• [GIVEN REQUEST A]
In the forum thread on ECS and OOP, list each approach that the paragraph beginning "If you drink the ECS cool aid" names.
• [GIVEN REQUEST B]
Carry on the ECS and OOP forum thread from its final sentence.

BEGIN EXCERPTED TEXT

And this surprise me, i supposed that the fact that ECS talks about systems which have the logic and components are only data was to kind of enforce DOD.

As a general rule of thumb having contiguous data helps the cache. That's not true for every situation though. [...]

As before i was still thinking of the same type of loop.

Wait wait wait. Deep inheritance hierarchies are not normal. A core rule of OOP is that composition (i.e. the use of components) is preferred over inheritance.
If you've been reading the kinds of blogs that say "OOP is bad because deep inheritance trees have a bunch of problems, so here's ECS and it solves everything!"... then I'm sorry but these are straw-man arguments made by people who suck at OOP and instead of choosing to learn how to do OOP properly, they've instead given up and invented a new, completely unrecognised/informal pattern as a crutch for their ego issues. They're basically saying "OOP is bad because I'm bad at it, so I'm going to reinvent an ad-hoc version of the relational model and claim it as a new invention". Those blogs are bad.

Well i find that to be pretty wrong too, as i've said with Kylotan.
What i meant with normal (probably poor choice of word) is what commonly (and probably wrongly) people referred to inheritance based games which have to be despised.

If you drink the ECS cool aid, then it doesn't matter, just implement any solution and use it everywhere. If you drink the DOD cool aid, then everything is a case by case decision and you shouldn't bother with a component framework at all. If you stick with OOP, then everything is a component already, you have a multitude of choices for how they're connected to each other and you don't need a framework.

Not trying to follow any specific religion, if it seems so is because i still want to evaluate them fully to understand what seems the best and the worst parts, keeping the worst ones limited to few areas, where possible.
And you all are helping with that :).
Advertisement

The T-Machine style of "entity systems" (as he calls it) is not a very consistent design philosophy. In his first blog post on it, he says that components are for "speeding up the development time". Okay. But by post 5 it's off down the rabbit hole of how to store components in relational databases and only more recently did he jump on the data-oriented programming bandwagon and start worrying about how to lay things out in memory, ultimately admitting that none of these approaches are perfect and you probably don't need to worry about that.

From the other direction, some people have come at it entirely from the data-oriented side, but although the main body of this approach is all about homogeneous transformations on contiguous arrays of data, as soon as it mentions component-based entities for games you can see from the example there that they're back to "if this entity has X component, do Something(X)". They use sparse arrays and check for index existence instead of null pointers inside entity objects but the basic logic is the same, thus throwing away much of the other DoD advantages such as to avoid boolean conditionals or to perform little other than straight data transformations.

Since both of these viewpoints include a disdain for OOP, and both viewpoints prefer to think about the data first and the data owner second, it's easy to think that they're two aspects of the same thing, but really they are 2 separate tools that have a small overlap - and the area where they overlap is arguably too small to base your whole game project around it.

END EXCERPTED TEXT
BEGIN EXCERPTED DATA

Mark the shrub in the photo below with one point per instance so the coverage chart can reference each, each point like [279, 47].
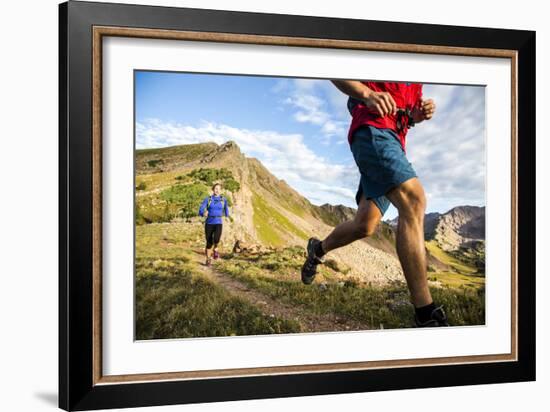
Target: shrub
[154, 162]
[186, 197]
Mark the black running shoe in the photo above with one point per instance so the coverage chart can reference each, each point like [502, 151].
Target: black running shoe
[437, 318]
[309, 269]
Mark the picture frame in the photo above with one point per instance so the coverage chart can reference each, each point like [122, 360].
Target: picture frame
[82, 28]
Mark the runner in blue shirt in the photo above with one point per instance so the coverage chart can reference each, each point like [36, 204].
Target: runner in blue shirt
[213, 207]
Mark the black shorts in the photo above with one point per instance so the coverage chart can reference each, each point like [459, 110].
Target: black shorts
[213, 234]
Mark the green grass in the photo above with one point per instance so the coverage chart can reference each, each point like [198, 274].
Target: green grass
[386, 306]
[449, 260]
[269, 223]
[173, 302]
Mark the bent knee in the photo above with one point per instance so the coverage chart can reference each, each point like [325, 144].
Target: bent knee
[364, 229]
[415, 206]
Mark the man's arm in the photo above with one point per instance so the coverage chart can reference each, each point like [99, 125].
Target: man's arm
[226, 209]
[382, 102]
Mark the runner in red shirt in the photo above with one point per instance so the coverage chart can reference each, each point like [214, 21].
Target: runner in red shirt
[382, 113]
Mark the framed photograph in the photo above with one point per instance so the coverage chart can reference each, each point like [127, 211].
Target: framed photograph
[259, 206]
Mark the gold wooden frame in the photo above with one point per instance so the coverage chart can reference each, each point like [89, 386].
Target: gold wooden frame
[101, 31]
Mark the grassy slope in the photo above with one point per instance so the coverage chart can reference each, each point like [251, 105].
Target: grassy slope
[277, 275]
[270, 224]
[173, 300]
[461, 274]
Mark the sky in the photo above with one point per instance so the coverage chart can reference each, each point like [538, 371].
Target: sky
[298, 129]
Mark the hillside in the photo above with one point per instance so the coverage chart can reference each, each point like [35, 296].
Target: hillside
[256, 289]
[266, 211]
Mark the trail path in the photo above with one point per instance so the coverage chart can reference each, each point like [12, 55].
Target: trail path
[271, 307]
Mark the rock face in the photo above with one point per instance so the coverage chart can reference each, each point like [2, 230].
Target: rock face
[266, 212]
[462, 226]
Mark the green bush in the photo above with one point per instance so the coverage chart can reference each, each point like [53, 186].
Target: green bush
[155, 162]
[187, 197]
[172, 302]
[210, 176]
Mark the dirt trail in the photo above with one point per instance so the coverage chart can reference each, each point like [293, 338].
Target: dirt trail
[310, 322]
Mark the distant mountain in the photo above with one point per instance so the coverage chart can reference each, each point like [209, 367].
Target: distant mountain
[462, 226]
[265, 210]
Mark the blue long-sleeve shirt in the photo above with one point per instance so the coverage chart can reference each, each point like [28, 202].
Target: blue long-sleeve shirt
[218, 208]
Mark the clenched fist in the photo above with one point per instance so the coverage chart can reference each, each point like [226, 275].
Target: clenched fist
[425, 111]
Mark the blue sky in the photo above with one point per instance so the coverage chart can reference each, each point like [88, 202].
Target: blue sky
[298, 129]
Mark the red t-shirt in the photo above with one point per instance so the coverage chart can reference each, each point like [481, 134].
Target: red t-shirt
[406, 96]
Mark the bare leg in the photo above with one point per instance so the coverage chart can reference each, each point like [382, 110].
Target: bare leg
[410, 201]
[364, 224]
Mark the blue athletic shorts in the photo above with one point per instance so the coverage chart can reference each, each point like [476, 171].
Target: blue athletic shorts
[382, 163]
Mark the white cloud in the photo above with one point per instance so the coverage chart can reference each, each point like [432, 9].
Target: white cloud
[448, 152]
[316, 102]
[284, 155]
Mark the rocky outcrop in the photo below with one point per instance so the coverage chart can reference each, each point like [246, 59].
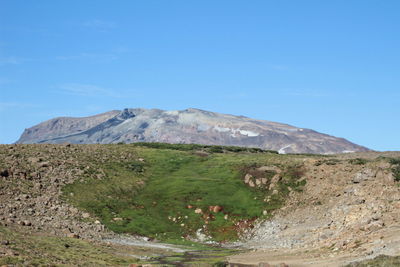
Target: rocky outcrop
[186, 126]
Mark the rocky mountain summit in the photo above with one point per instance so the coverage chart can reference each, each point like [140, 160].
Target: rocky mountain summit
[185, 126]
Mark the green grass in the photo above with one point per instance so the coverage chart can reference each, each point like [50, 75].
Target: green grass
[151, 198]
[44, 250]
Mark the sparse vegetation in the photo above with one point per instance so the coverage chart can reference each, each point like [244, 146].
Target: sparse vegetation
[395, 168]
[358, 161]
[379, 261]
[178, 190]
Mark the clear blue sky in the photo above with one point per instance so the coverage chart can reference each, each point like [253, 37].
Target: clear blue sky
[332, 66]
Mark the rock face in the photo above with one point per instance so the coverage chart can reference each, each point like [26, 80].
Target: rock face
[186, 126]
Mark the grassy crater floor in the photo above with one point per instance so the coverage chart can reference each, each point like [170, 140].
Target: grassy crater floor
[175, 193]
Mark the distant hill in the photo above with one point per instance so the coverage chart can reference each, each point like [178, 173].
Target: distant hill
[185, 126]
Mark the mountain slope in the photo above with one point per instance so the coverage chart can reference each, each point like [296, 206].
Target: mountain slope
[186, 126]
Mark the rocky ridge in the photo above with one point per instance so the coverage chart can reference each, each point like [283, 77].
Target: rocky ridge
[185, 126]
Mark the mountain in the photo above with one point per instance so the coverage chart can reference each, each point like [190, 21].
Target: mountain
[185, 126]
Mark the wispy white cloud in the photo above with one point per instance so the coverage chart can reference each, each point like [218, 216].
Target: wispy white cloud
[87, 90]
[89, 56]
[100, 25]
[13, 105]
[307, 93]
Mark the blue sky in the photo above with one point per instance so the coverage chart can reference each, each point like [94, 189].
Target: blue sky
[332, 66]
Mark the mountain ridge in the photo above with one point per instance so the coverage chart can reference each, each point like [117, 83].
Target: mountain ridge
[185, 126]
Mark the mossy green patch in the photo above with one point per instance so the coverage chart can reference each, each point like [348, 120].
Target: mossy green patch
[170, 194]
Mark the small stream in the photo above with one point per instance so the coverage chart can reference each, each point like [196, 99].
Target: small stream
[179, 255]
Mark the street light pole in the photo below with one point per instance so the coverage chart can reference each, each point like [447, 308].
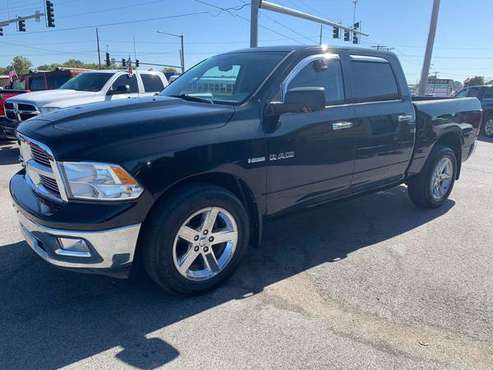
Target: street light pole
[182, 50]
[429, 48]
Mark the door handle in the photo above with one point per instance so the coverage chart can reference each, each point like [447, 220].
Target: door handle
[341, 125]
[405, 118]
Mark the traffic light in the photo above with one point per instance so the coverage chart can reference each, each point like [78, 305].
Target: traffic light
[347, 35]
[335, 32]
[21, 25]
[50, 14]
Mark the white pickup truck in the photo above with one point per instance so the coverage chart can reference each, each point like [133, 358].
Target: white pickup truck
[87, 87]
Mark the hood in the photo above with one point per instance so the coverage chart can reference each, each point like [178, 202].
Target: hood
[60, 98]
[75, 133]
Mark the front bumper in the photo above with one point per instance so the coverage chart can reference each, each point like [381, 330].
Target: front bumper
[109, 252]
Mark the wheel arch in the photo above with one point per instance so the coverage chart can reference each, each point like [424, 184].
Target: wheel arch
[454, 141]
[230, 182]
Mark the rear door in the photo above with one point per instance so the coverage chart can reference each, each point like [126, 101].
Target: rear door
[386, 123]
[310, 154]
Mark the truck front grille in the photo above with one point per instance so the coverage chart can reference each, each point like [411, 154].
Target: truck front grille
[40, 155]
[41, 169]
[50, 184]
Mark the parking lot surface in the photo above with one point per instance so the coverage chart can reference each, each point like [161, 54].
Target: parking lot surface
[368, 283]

END EXCERPTED DATA
BEGIN EXCERPTED DATA

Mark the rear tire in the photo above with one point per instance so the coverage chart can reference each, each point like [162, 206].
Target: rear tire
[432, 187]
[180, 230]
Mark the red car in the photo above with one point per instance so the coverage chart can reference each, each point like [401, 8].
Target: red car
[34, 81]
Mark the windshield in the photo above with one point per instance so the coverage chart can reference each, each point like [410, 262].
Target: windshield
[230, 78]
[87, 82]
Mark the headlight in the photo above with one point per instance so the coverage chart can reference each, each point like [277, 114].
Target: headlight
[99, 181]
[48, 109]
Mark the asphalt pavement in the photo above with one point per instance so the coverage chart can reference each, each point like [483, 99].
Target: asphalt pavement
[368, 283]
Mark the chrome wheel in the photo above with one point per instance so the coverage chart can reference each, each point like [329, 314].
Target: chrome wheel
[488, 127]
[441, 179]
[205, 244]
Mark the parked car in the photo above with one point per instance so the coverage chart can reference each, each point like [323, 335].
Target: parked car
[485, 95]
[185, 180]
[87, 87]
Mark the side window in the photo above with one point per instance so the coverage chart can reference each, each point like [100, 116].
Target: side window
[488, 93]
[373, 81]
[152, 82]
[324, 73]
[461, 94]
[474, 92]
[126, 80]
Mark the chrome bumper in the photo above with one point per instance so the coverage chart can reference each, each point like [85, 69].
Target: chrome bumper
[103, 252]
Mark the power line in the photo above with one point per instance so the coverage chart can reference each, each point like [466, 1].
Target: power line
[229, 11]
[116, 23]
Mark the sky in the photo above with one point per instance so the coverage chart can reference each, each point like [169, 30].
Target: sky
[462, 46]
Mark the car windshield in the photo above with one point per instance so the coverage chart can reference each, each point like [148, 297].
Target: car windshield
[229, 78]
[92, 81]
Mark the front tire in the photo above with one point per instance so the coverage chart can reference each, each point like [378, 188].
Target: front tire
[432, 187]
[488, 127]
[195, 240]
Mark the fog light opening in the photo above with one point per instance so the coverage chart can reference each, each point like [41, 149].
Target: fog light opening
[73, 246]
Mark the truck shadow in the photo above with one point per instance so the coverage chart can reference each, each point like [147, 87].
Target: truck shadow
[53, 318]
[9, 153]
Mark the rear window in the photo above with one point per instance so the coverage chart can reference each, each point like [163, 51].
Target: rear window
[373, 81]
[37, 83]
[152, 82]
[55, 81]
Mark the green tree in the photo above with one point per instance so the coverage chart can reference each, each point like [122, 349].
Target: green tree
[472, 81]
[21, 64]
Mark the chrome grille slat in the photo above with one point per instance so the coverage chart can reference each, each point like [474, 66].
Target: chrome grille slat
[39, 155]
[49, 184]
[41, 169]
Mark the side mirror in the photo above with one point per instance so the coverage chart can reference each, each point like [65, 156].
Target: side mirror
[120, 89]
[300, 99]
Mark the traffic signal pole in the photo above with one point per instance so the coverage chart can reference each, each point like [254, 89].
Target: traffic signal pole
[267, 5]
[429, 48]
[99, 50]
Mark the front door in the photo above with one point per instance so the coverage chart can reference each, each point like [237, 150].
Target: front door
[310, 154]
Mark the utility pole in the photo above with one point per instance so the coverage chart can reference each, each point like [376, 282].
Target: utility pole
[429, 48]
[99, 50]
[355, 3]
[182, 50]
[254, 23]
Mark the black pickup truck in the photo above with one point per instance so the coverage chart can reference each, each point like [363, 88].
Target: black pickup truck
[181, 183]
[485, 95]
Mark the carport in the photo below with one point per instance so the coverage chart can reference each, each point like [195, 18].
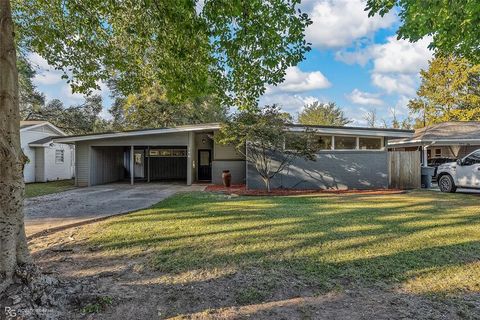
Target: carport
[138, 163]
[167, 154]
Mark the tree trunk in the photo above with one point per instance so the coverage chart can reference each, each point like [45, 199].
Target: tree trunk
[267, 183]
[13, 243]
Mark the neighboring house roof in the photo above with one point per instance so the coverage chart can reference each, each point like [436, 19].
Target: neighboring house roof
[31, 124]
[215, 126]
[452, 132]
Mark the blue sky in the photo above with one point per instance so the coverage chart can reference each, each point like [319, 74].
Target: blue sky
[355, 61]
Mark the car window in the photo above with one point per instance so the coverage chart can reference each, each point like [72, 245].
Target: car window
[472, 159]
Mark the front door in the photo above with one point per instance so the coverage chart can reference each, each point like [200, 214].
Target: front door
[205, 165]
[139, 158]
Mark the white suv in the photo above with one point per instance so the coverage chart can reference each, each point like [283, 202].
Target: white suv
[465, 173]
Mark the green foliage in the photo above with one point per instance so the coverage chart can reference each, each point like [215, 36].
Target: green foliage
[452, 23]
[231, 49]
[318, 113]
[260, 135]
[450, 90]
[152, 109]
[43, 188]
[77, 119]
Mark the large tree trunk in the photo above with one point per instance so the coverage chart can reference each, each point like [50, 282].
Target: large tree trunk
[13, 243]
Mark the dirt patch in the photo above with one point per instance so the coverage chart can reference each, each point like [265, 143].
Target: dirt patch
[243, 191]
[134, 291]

END EXCERPTED DATA
BEGIN EXCERPTED DATA

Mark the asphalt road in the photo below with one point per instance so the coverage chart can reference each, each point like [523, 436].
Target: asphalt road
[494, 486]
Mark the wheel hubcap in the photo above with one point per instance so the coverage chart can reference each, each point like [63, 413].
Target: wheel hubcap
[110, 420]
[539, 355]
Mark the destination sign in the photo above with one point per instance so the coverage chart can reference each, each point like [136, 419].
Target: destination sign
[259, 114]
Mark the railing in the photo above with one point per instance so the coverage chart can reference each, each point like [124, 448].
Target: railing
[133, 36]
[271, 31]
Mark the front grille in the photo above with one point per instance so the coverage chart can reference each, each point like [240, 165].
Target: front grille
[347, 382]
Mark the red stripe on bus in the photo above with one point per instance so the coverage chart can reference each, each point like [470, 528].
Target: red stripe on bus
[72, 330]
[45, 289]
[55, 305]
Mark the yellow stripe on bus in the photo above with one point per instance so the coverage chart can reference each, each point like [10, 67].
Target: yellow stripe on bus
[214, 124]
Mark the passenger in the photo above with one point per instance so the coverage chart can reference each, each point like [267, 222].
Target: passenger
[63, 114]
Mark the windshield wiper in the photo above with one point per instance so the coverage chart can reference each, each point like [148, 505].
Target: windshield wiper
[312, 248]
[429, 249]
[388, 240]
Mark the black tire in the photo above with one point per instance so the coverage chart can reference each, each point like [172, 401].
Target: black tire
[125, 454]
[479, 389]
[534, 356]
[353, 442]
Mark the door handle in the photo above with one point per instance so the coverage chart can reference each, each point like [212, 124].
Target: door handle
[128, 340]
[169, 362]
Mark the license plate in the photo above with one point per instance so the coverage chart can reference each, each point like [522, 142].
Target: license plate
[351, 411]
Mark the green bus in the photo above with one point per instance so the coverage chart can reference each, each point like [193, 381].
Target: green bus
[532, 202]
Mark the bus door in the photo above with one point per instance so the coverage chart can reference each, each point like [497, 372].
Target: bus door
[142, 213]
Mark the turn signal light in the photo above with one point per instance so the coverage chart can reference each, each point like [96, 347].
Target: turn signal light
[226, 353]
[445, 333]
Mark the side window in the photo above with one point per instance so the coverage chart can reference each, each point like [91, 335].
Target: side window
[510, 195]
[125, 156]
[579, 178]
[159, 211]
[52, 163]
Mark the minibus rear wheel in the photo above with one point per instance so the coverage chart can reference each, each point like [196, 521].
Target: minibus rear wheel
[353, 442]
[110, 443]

END EXCERPTED DATA

• [EXERCISE OUTPUT A]
ECS, DOD, OOP

• [EXERCISE OUTPUT B]
The fact is, to go right back to the original question, there are several efficient ways of locating components, each more or less suitable for a given program or subsystem, and each probably breaking some subjective 'rule' about how this 'should' be done:

  1. entity contains all components inline (possibly 'switched off' if necessary)
  2. entity holds pointer or reference to relevant components, which may be null
  3. entity holds index of component in some external vector or array
  4. system holds sparse array (e.g. std::unordered_map), mapping entity IDs to components
  5. system holds contiguous array of components, only ever accessing them sequentially
  6. system holds list of aspects, each of which maps an entity to a tuple of components (pointers or indices)

When it comes to pragmatic coding, in the general case of game logic code, I prefer option 2.

From the other direction, some people have come at it entirely from the data-oriented side, but although the main body of this approach is all about homogeneous transformations on contiguous arrays of data, as soon as it mentions component-based entities for games you can see from the example there that they're back to "if this entity has X component, do Something(X)". They use sparse arrays and check for index existence instead of null pointers inside entity objects but the basic logic is the same, thus throwing away much of the other DoD advantages such as to avoid boolean conditionals or to perform little other than straight data transformations.


You wouldn't be doing "if entity has X component" in the most common operation on the components, though - you would be batch processing them sequentially. If you're not doing that, don't decompose the data this way. The point of using the sparse arrays is the batch processing, so if you don't need or can't meaningfully rework the data into a batch-processable form, don't bother doing it. The index checks aren't really any worse than your option 2, anyway - it's still a double indirection, just in a different form.

I would also point out that my first choice for a sparse array would NOT be std::unordered_map, but a flat vector with an index-to-index map. Eg.

// NOT this
std::unordered_map<int, Component> components;
Component* TryAndGetComponent(int index)
{
   auto componentIter = components.find(index);
   if (componentIter != std::end(components))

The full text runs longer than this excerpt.